(What to do): Reproduce the lines of the material starting at the one containing "Put a marker on each instance of the man's neck" and ending at the one containing "[(277, 147)]", swapping "Marks" for "Points" and leaving everything else unchanged.

(Object pointing dataset rows):
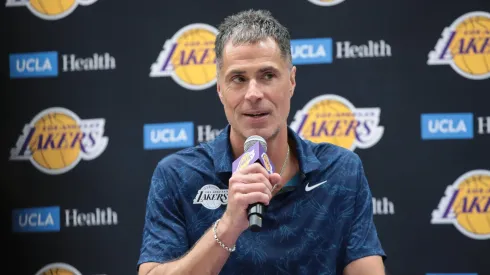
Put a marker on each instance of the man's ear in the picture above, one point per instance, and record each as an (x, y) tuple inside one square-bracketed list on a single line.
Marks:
[(292, 80), (218, 89)]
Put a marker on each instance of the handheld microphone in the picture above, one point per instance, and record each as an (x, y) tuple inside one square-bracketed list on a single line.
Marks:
[(255, 151)]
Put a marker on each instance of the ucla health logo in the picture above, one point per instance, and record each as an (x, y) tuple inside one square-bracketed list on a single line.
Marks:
[(189, 57), (447, 126), (334, 119), (311, 51), (40, 219), (56, 140), (168, 135), (49, 9), (45, 64), (41, 64), (465, 46), (466, 205)]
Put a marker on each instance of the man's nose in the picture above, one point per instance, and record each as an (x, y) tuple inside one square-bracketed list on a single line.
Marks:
[(254, 91)]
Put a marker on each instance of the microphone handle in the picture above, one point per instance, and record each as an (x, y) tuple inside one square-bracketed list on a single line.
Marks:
[(255, 214)]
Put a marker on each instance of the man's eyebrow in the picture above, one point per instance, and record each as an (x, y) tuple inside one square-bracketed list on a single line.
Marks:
[(268, 68), (235, 71)]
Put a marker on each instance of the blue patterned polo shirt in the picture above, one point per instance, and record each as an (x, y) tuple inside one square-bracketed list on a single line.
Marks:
[(319, 223)]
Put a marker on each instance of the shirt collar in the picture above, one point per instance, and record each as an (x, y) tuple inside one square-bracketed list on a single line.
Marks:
[(222, 154)]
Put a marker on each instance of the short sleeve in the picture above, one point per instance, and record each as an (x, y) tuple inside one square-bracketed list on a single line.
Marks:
[(164, 233), (362, 240)]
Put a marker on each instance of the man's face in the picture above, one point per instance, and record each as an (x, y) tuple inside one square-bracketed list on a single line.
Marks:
[(255, 86)]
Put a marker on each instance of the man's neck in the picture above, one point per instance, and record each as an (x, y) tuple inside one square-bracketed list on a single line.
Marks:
[(277, 147)]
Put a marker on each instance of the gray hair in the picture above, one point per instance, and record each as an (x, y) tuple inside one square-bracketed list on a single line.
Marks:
[(248, 27)]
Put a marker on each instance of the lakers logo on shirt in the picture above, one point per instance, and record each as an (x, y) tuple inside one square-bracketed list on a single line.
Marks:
[(49, 9), (333, 119), (465, 46), (466, 205), (189, 57), (58, 269), (326, 2), (57, 139)]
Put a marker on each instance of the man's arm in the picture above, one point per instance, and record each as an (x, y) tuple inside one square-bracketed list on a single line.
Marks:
[(364, 254), (165, 248), (366, 266), (206, 257)]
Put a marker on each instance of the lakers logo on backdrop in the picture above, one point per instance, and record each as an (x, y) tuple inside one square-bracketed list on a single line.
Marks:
[(333, 119), (58, 269), (326, 2), (49, 9), (465, 46), (57, 139), (466, 205), (189, 57)]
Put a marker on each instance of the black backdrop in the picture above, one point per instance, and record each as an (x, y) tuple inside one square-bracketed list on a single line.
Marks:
[(408, 173)]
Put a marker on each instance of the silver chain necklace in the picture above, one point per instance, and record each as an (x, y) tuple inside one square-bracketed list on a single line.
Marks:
[(282, 169)]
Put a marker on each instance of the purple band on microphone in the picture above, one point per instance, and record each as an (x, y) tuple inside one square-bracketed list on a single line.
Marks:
[(253, 154)]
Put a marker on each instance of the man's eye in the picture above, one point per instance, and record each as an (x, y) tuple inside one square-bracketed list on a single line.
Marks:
[(238, 79), (268, 76)]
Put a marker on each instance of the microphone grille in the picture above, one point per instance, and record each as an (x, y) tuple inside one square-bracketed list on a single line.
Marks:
[(252, 140)]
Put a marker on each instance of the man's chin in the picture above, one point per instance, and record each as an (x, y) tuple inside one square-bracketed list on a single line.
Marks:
[(266, 132)]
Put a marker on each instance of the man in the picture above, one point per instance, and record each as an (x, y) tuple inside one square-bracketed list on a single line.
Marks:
[(319, 212)]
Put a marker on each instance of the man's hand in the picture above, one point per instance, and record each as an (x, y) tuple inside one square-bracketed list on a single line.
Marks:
[(372, 265), (249, 185)]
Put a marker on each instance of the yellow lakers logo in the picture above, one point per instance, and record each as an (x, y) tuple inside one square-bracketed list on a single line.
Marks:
[(245, 160), (465, 46), (49, 9), (267, 163), (466, 205), (57, 139), (326, 2), (333, 119), (58, 269), (189, 57)]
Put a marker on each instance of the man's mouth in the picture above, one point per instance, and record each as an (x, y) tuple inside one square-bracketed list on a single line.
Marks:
[(256, 114)]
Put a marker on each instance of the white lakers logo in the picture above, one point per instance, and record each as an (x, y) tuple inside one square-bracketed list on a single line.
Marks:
[(211, 197)]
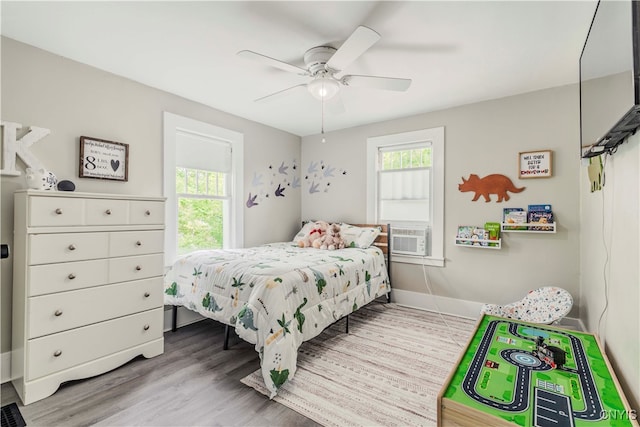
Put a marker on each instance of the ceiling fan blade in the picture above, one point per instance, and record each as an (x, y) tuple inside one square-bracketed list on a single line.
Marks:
[(280, 93), (376, 82), (273, 62), (357, 44), (335, 105)]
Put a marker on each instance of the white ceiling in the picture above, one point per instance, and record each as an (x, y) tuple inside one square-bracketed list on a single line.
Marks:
[(455, 52)]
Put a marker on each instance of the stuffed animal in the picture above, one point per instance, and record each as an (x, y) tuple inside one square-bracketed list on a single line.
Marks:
[(40, 179), (313, 239), (332, 239)]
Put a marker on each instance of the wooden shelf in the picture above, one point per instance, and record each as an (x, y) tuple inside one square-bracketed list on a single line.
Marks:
[(529, 227), (478, 243)]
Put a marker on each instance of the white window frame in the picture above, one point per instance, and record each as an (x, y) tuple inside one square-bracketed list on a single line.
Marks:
[(436, 137), (173, 123)]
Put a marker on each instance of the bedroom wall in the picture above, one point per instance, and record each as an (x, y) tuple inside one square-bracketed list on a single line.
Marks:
[(609, 254), (481, 138), (71, 99)]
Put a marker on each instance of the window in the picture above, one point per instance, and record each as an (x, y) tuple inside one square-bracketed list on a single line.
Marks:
[(203, 186), (405, 186)]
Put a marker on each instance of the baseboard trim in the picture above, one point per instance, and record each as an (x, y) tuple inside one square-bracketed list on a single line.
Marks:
[(185, 317), (458, 307), (5, 367)]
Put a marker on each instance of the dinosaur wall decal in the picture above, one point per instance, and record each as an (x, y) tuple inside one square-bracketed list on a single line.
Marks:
[(490, 184)]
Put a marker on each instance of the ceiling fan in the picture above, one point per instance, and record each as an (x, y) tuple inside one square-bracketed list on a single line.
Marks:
[(324, 65)]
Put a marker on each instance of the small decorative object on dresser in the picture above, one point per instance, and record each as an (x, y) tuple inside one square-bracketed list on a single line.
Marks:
[(40, 179), (87, 286), (66, 186)]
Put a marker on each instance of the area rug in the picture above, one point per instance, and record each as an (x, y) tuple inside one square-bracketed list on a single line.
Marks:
[(388, 370)]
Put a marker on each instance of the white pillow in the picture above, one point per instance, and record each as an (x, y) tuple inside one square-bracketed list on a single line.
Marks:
[(358, 237), (304, 231)]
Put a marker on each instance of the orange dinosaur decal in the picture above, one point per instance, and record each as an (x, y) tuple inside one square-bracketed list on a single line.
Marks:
[(490, 184)]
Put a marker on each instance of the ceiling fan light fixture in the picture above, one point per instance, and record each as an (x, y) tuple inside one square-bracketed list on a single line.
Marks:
[(323, 88)]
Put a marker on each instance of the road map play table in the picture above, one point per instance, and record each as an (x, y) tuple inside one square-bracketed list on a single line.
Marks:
[(500, 380)]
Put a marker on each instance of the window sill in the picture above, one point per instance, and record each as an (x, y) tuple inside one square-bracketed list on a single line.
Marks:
[(426, 260)]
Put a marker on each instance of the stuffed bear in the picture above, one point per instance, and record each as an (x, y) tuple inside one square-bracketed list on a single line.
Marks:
[(332, 239), (313, 239)]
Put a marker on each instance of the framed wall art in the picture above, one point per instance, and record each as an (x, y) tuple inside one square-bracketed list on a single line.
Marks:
[(535, 164), (103, 159)]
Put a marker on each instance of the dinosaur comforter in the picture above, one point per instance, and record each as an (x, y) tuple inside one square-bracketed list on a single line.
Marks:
[(278, 295)]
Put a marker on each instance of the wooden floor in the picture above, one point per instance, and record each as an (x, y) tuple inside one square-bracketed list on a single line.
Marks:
[(193, 383)]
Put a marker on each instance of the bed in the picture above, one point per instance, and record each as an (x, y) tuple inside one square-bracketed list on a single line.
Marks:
[(278, 295)]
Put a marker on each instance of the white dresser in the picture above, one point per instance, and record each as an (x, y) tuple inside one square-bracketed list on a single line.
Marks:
[(87, 286)]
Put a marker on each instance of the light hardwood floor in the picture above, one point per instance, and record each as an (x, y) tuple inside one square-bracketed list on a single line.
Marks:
[(193, 383)]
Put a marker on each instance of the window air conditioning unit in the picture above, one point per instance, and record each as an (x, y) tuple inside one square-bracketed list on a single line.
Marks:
[(409, 241)]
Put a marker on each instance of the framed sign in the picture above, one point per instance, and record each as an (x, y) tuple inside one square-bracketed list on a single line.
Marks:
[(535, 164), (103, 159)]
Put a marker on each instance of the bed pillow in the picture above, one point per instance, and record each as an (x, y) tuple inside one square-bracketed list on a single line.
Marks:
[(304, 231), (358, 237)]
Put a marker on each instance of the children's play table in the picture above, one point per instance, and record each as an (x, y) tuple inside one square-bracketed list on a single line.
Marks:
[(516, 373)]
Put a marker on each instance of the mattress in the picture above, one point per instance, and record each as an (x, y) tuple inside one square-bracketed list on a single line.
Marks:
[(278, 295)]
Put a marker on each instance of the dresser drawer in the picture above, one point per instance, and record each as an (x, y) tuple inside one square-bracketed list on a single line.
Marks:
[(106, 212), (67, 310), (55, 211), (64, 247), (56, 352), (66, 276), (123, 243), (135, 267), (146, 212)]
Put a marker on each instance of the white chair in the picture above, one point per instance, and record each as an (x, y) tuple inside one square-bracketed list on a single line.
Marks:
[(544, 305)]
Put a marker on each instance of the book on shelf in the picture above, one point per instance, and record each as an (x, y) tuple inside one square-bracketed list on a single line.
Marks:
[(493, 232), (471, 235), (514, 216), (540, 214)]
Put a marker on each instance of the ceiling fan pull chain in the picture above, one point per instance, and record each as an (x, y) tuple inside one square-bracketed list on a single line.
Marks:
[(322, 117)]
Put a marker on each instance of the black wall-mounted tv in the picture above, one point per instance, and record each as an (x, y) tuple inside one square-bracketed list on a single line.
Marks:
[(610, 78)]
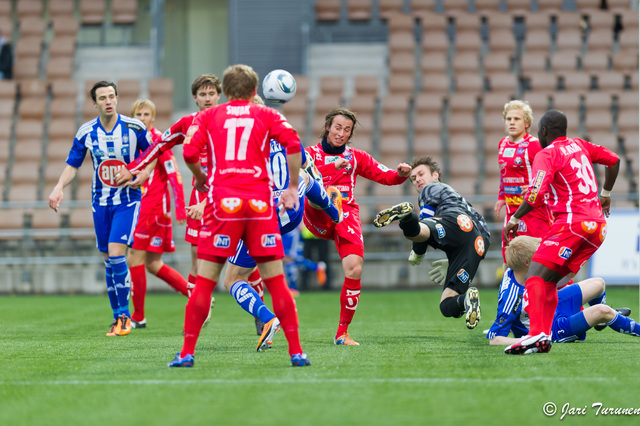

(Exercise response):
Put a marker on each instance of the man's neck in the picture above, one point per instance, and record each as an (x, y) tuple inside one square-bracketed list on a single line.
Points:
[(277, 147)]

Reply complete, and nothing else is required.